Yes, prednisone can raise your blood pressure. In clinical studies, prednisolone (the active form your body converts prednisone into) increased systolic blood pressure by an average of 13 mmHg and diastolic by 8 mmHg. That’s a meaningful jump, roughly equivalent to the difference between a normal reading and one that qualifies as elevated or stage 1 hypertension.
How Prednisone Raises Blood Pressure
Prednisone is a glucocorticoid, a type of steroid your body also produces naturally as cortisol. At higher-than-normal levels, it starts activating a receptor in the kidneys called the mineralocorticoid receptor. Normally, an enzyme in the kidneys deactivates cortisol before it can reach that receptor. But when you take prednisone, the sheer volume of steroid overwhelms that protective enzyme, and the receptor gets overstimulated.
The result: your kidneys hold on to more sodium and water than they should. That extra fluid increases your blood volume, which pushes pressure higher against your artery walls. This is the same basic mechanism behind other forms of salt-sensitive high blood pressure. It’s not a subtle or indirect effect. It’s a direct consequence of how the drug interacts with your kidneys.

------------------------------

**Required action:**
Answer these questions from the text on prednisone and blood pressure:
1. By how much did prednisolone raise systolic blood pressure on average in clinical studies?
2. What receptor in the kidneys does prednisone activate at higher-than-normal levels?
3. What do the kidneys hold on to more of as a result?

------------------------------

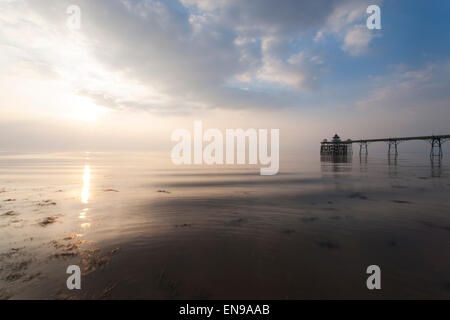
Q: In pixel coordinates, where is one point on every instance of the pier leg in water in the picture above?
(393, 143)
(436, 143)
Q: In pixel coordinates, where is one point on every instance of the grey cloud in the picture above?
(192, 54)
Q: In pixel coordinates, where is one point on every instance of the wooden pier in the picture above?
(337, 146)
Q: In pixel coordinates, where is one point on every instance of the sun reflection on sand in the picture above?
(86, 184)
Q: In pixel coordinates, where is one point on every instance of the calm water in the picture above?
(140, 227)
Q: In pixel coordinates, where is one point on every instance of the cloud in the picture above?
(184, 54)
(416, 97)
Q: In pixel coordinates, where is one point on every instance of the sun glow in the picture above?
(86, 184)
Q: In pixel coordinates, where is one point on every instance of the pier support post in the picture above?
(363, 146)
(393, 144)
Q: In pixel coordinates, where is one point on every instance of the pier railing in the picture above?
(436, 142)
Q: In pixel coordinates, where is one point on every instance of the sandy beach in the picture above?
(140, 227)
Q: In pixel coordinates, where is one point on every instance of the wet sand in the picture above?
(142, 228)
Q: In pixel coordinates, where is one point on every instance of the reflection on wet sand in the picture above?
(181, 232)
(86, 184)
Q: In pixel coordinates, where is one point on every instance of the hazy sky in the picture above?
(138, 69)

------------------------------

**Solution to this problem:**
1. 13 mmHg
2. The mineralocorticoid receptor
3. Sodium and water